### Passage
▬▬▬▬▬▬

# MTB routes in Croatia, Bosnia & Herzegovina, Montenegro and Slovenia (all in Europe)



## Velebit (Jan 15, 2009)

*MTB routes in Croatia, Bosnia & Herzegovina, Montenegro and Slovenia (all in Europe)*

http://forums.mtbr.com/showpost.php?p=5279456&postcount=1


----------



## MaxAug (Mar 17, 2009)

Hi Velebit,
maybe you will find interesting these 2 gps track in Slovenia:

http://www.turbolince.com/en/downlo..._trail/trieste_kozina_slavnik_-_slovenia.html

http://www.turbolince.com/en/download_gps_mountain_bike_italy_trail/monte_naonos_slovenia.html


----------



## numken (Mar 5, 2006)

*re:Slovenia*

I'm from Bangkok Thailand but stay in Slovenia 
some my video
http://www.thaimtb.com/forum/viewtopic.php?f=61&t=50767&p=526316#p526316


----------



## papanoel (Nov 11, 2008)

▬▬▬▬▬▬

### Problems to work on
1. Answer these from the mountain bike routes thread:
(a) How many GPS tracks in Slovenia does MaxAug suggest to Velebit?
(b) What city and country does numken say he is from?
(c) What date is shown on Velebit's post?
2. Pull out the part of the mountain bike routes thread starting with "## numken (Mar" and going on through "(Nov 11, 2008)", copied word for word.
3. Extend the mountain bike routes thread past the point where it stops.
The listing plays no part in any of this.

### Dataset extract
▬▬▬▬▬▬

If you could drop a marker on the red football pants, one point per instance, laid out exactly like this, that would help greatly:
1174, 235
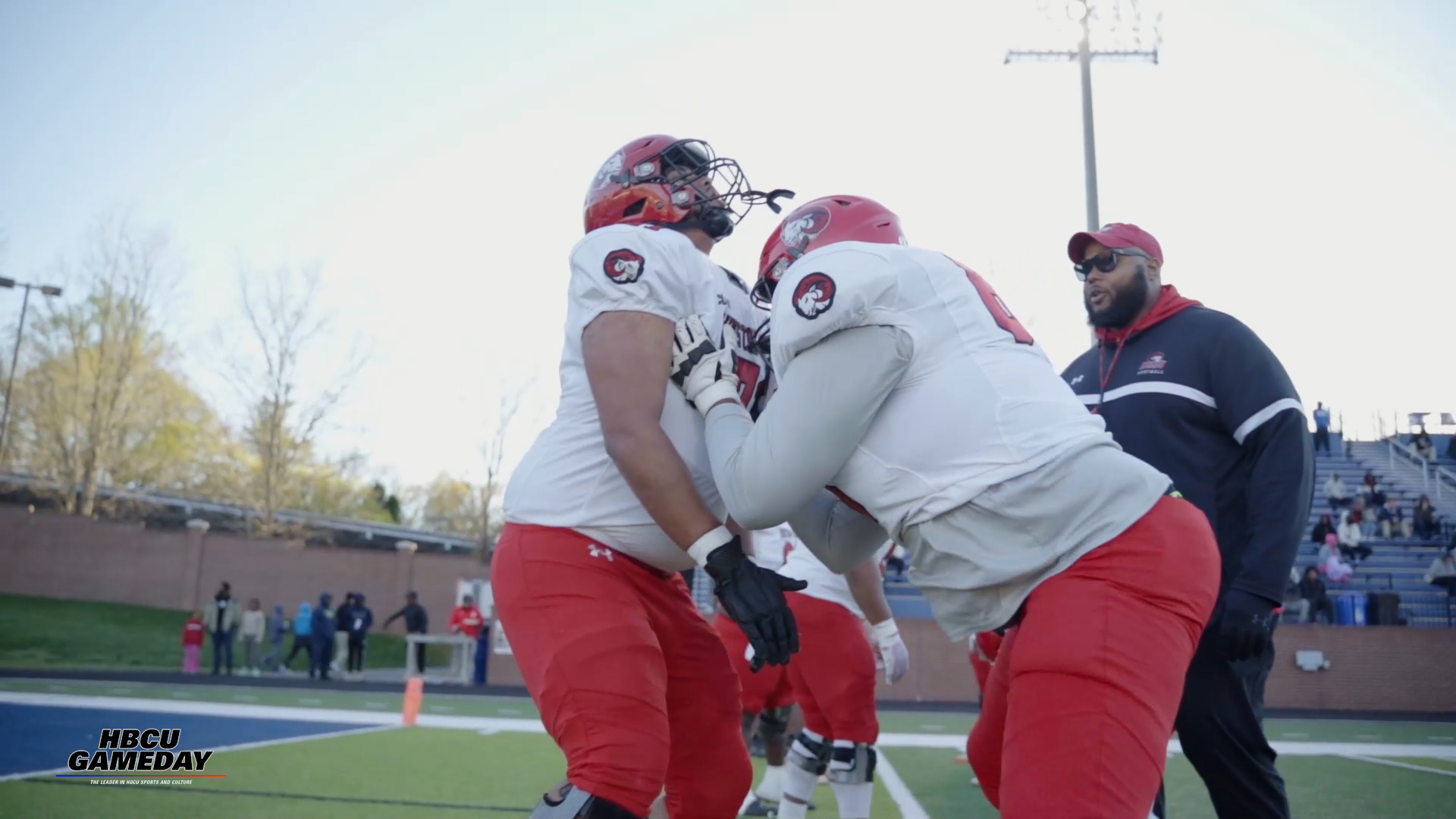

▬▬▬▬▬▬

### Task-by-task answers
1.
(a) Two
(b) Bangkok, Thailand
(c) Jan 15, 2009

2.
## numken (Mar 5, 2006)

*re:Slovenia*

I'm from Bangkok Thailand but stay in Slovenia 
some my video
http://www.thaimtb.com/forum/viewtopic.php?f=61&t=50767&p=526316#p526316


----------



## papanoel (Nov 11, 2008)

3.
Some Slovenian people told me you should be careful when riding in bosnia because of mines... Trails and roads are ok but if ever you go off trails say goodbye to your legs.


----------



## kpr3186 (Jul 26, 2011)

Has anybody ridden the world cup track in maribor? i have just moved to ljubljana, slovenia and would be keen to have a look if there is a baby / medium line.

Numken where in slovenia do you live keen to go for a ride?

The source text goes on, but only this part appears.